- _INSTRUCTIONS TO FOLLOW_
For this exercise, the reply is the listing below, reproduced exactly.
_ _ _
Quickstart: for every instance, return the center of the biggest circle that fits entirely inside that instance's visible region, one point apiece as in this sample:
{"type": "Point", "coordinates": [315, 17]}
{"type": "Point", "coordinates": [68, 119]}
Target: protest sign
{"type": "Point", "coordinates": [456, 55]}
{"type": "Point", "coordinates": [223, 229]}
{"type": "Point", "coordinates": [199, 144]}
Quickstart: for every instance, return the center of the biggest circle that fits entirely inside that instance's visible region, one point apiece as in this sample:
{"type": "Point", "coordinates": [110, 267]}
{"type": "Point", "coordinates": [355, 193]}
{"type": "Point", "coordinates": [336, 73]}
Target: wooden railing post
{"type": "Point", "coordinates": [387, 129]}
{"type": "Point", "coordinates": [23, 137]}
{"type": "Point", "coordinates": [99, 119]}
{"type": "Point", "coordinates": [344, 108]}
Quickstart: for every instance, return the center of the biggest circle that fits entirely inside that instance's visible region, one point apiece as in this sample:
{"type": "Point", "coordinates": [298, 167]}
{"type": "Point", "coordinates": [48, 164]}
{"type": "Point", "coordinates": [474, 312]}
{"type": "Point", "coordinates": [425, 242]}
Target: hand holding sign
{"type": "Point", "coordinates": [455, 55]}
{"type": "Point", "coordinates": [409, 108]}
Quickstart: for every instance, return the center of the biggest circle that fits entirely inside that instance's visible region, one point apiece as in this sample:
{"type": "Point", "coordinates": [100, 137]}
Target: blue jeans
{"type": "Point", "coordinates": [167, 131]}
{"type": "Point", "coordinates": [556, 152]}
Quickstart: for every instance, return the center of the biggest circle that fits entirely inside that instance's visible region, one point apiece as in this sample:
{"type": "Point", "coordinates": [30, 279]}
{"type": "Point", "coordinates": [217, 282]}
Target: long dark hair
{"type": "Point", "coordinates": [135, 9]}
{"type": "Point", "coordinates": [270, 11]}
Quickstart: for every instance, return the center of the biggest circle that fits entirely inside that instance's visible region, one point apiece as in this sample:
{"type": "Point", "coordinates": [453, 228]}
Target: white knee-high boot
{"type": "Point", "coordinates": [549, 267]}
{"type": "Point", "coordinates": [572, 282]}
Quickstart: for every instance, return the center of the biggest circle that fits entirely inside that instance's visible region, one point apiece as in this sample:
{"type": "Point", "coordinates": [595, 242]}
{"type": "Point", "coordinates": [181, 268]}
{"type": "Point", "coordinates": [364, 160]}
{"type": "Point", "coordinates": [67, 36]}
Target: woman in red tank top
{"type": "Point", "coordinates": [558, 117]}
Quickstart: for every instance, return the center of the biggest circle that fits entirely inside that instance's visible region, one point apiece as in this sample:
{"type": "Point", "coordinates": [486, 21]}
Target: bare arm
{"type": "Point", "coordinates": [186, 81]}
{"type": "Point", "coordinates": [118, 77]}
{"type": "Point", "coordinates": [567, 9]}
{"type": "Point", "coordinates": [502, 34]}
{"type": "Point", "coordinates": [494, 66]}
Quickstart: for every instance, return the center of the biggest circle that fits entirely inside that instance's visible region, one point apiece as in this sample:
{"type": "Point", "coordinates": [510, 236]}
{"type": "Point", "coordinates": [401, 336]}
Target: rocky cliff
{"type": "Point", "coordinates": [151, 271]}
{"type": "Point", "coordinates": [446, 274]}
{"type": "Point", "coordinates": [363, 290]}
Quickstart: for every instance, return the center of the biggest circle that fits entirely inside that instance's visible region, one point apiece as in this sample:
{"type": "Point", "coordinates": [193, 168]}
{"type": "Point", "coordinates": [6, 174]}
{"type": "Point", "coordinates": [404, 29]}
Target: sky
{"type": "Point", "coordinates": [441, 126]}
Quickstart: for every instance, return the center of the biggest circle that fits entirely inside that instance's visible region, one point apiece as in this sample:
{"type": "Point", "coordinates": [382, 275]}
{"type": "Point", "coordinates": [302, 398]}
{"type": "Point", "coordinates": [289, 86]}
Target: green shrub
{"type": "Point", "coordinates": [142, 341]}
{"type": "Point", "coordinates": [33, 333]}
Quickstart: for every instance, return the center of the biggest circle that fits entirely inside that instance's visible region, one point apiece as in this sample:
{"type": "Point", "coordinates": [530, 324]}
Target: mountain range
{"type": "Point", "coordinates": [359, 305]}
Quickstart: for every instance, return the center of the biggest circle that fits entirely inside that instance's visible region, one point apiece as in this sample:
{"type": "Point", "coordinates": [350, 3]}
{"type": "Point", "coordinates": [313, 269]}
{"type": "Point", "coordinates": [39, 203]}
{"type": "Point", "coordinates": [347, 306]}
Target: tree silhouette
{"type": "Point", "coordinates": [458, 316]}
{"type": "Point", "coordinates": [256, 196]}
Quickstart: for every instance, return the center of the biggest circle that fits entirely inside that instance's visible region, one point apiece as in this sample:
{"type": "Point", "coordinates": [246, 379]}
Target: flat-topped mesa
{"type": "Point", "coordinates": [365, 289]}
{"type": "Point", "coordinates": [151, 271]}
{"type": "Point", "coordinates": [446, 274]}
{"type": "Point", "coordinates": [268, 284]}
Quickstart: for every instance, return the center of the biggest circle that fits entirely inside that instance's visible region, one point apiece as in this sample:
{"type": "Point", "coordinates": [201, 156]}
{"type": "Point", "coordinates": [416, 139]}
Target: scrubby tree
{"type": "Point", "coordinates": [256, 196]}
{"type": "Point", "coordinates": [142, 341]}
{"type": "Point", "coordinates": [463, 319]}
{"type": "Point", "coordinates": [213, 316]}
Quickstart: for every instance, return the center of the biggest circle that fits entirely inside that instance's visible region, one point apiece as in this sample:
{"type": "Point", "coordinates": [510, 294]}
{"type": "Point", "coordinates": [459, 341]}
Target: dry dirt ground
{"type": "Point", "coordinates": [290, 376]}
_ _ _
- _EXERCISE OUTPUT_
Quickstart: for every instance, return the center of the biggest circle that fits entirely inside that instance's visible region, one point apiece as in this sample:
{"type": "Point", "coordinates": [315, 17]}
{"type": "Point", "coordinates": [68, 119]}
Target: protest sign
{"type": "Point", "coordinates": [456, 55]}
{"type": "Point", "coordinates": [223, 229]}
{"type": "Point", "coordinates": [199, 144]}
Quickstart: for every instance, return the center of the biggest circle that fits entirely inside that instance's visible region, one point apiece as in this sample:
{"type": "Point", "coordinates": [110, 267]}
{"type": "Point", "coordinates": [355, 193]}
{"type": "Point", "coordinates": [336, 73]}
Target: wooden railing post
{"type": "Point", "coordinates": [387, 129]}
{"type": "Point", "coordinates": [23, 137]}
{"type": "Point", "coordinates": [99, 119]}
{"type": "Point", "coordinates": [344, 108]}
Quickstart: for every instance, return the center of the biggest circle that fits entirely inside that instance's visible region, one point apiece as in this sample:
{"type": "Point", "coordinates": [298, 167]}
{"type": "Point", "coordinates": [48, 164]}
{"type": "Point", "coordinates": [474, 312]}
{"type": "Point", "coordinates": [425, 242]}
Target: hand holding sign
{"type": "Point", "coordinates": [455, 55]}
{"type": "Point", "coordinates": [409, 108]}
Quickstart: for every instance, return the center of the biggest circle that fits entirely inside that instance's visible region, one point apiece as in this sample:
{"type": "Point", "coordinates": [100, 137]}
Target: blue jeans
{"type": "Point", "coordinates": [167, 131]}
{"type": "Point", "coordinates": [556, 152]}
Quickstart: for every instance, return the center of the biggest circle that fits entirely inside that instance's visible region, one point apiece as in this sample:
{"type": "Point", "coordinates": [30, 279]}
{"type": "Point", "coordinates": [217, 282]}
Target: long dark hair
{"type": "Point", "coordinates": [135, 9]}
{"type": "Point", "coordinates": [270, 11]}
Quickstart: for every instance, return the center of the biggest circle that fits entirely inside that instance's visible region, one point apiece as in this sample:
{"type": "Point", "coordinates": [453, 228]}
Target: white knee-high boot
{"type": "Point", "coordinates": [549, 267]}
{"type": "Point", "coordinates": [572, 282]}
Quickstart: for every instance, return the center of the biggest circle that fits entirely inside that instance's visible region, one point apiece as in this sample:
{"type": "Point", "coordinates": [595, 242]}
{"type": "Point", "coordinates": [181, 268]}
{"type": "Point", "coordinates": [364, 160]}
{"type": "Point", "coordinates": [67, 36]}
Target: woman in red tank top
{"type": "Point", "coordinates": [558, 117]}
Quickstart: for every instance, return the center of the biggest circle that fits entirely inside that instance's visible region, one point apiece as in this sample:
{"type": "Point", "coordinates": [486, 21]}
Target: bare arm
{"type": "Point", "coordinates": [186, 81]}
{"type": "Point", "coordinates": [118, 77]}
{"type": "Point", "coordinates": [567, 9]}
{"type": "Point", "coordinates": [502, 34]}
{"type": "Point", "coordinates": [494, 66]}
Quickstart: for every instance, return the center of the biggest circle that fits entirely inside that instance's visible region, one point apiece as in this sample:
{"type": "Point", "coordinates": [510, 236]}
{"type": "Point", "coordinates": [401, 336]}
Target: rocky cliff
{"type": "Point", "coordinates": [151, 271]}
{"type": "Point", "coordinates": [446, 274]}
{"type": "Point", "coordinates": [363, 290]}
Quickstart: for every instance, return the center of the biggest circle that fits entirely inside that instance's visible region, one point apiece as in this sample:
{"type": "Point", "coordinates": [193, 168]}
{"type": "Point", "coordinates": [6, 174]}
{"type": "Point", "coordinates": [404, 29]}
Target: sky
{"type": "Point", "coordinates": [441, 126]}
Quickstart: for every instance, return the center of the biggest circle that fits entirely inside that instance's visible region, one point apiece as in this sample:
{"type": "Point", "coordinates": [382, 275]}
{"type": "Point", "coordinates": [302, 398]}
{"type": "Point", "coordinates": [289, 86]}
Target: green shrub
{"type": "Point", "coordinates": [142, 341]}
{"type": "Point", "coordinates": [33, 333]}
Quickstart: for every instance, return the center of the biggest circle that fits entirely inside that instance's visible region, one point apiece as in this sample:
{"type": "Point", "coordinates": [530, 324]}
Target: mountain range
{"type": "Point", "coordinates": [359, 305]}
Quickstart: for every instance, return the center of the biggest circle that fits entirely inside that instance's visible region, one point apiece as in this sample:
{"type": "Point", "coordinates": [350, 3]}
{"type": "Point", "coordinates": [313, 269]}
{"type": "Point", "coordinates": [39, 203]}
{"type": "Point", "coordinates": [347, 306]}
Target: tree silhouette
{"type": "Point", "coordinates": [458, 316]}
{"type": "Point", "coordinates": [256, 196]}
Quickstart: for every instance, return the center of the biggest circle that fits entirely inside that instance's visible region, one point apiece as in this sample:
{"type": "Point", "coordinates": [246, 379]}
Target: flat-topped mesa
{"type": "Point", "coordinates": [365, 289]}
{"type": "Point", "coordinates": [151, 271]}
{"type": "Point", "coordinates": [446, 274]}
{"type": "Point", "coordinates": [268, 284]}
Quickstart: for every instance, return the center of the biggest circle that fits entirely inside that instance's visible region, one point apiece as in this sample:
{"type": "Point", "coordinates": [201, 156]}
{"type": "Point", "coordinates": [416, 139]}
Target: scrubby tree
{"type": "Point", "coordinates": [256, 196]}
{"type": "Point", "coordinates": [142, 341]}
{"type": "Point", "coordinates": [463, 319]}
{"type": "Point", "coordinates": [213, 316]}
Quickstart: for every instance, return the center of the biggest circle that fits entirely inside that instance's visible region, one point apiece as in this sample:
{"type": "Point", "coordinates": [510, 294]}
{"type": "Point", "coordinates": [459, 341]}
Target: dry dirt ground
{"type": "Point", "coordinates": [290, 376]}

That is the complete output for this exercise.